**Instructions to follow**
Please quote the following passage on Robinhood's business model in full, word for word.

**Quoted passage**

______________________________

Robinhood’s business model is not a traditional brokerage business model. Robinhood’s marketing suggests their business model is made to avoid brick-and-mortar operations, large work forces, and address what they believe are inefficiencies within the brokerage industry.
Robinhood does earn interest on non-invested cash in customer accounts, as most brokerage firms do, they earn interest on their premium Gold accounts, offer broker assisted trades via telephone for ten dollars and assist in foreign stock transactions for $35-50; and engage in a practice known as Payment for Order Flow.
Payment for Order Flow is a controversial, although common practice in the current finance industry, where a brokerage firm will sell their orders to a High Frequency Trader (HFT) or Market Maker such as Citadel Securities, Two Sigma Securities or Virtu Financial. The High Frequency Trader will take those orders and sell at market for a profit. Usually these profits are tenths of a penny per share which present real value in scale.

______________________________

**Dataset rows**
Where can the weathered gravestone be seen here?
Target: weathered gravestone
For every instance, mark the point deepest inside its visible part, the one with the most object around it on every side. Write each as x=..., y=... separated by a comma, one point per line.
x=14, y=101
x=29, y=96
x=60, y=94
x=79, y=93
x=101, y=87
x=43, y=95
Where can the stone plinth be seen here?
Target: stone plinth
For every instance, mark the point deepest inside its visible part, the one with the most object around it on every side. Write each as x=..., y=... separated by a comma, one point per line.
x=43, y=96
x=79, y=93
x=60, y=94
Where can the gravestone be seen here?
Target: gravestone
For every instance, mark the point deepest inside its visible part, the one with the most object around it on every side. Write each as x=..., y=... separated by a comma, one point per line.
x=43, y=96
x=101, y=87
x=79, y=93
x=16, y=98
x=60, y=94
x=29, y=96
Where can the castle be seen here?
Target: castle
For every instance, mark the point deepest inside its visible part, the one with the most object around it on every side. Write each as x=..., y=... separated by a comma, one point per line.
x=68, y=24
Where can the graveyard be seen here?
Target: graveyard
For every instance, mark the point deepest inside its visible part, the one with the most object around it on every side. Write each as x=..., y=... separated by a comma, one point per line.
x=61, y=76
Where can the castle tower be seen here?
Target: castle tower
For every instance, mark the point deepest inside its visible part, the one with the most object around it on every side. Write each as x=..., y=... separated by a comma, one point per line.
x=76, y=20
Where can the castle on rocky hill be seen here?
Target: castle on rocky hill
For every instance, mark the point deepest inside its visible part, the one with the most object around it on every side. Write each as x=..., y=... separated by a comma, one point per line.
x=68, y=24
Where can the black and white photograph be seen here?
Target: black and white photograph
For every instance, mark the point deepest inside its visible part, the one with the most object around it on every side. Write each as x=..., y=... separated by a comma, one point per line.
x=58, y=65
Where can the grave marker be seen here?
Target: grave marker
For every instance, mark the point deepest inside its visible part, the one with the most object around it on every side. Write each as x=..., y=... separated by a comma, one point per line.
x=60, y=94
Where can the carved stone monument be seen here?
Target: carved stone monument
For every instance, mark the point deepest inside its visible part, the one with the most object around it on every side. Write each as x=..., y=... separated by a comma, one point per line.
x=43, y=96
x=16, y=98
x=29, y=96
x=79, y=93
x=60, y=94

______________________________

**Solved exercise**
Robinhood’s business model is not a traditional brokerage business model. Robinhood’s marketing suggests their business model is made to avoid brick-and-mortar operations, large work forces, and address what they believe are inefficiencies within the brokerage industry.
Robinhood does earn interest on non-invested cash in customer accounts, as most brokerage firms do, they earn interest on their premium Gold accounts, offer broker assisted trades via telephone for ten dollars and assist in foreign stock transactions for $35-50; and engage in a practice known as Payment for Order Flow.
Payment for Order Flow is a controversial, although common practice in the current finance industry, where a brokerage firm will sell their orders to a High Frequency Trader (HFT) or Market Maker such as Citadel Securities, Two Sigma Securities or Virtu Financial. The High Frequency Trader will take those orders and sell at market for a profit. Usually these profits are tenths of a penny per share which present real value in scale.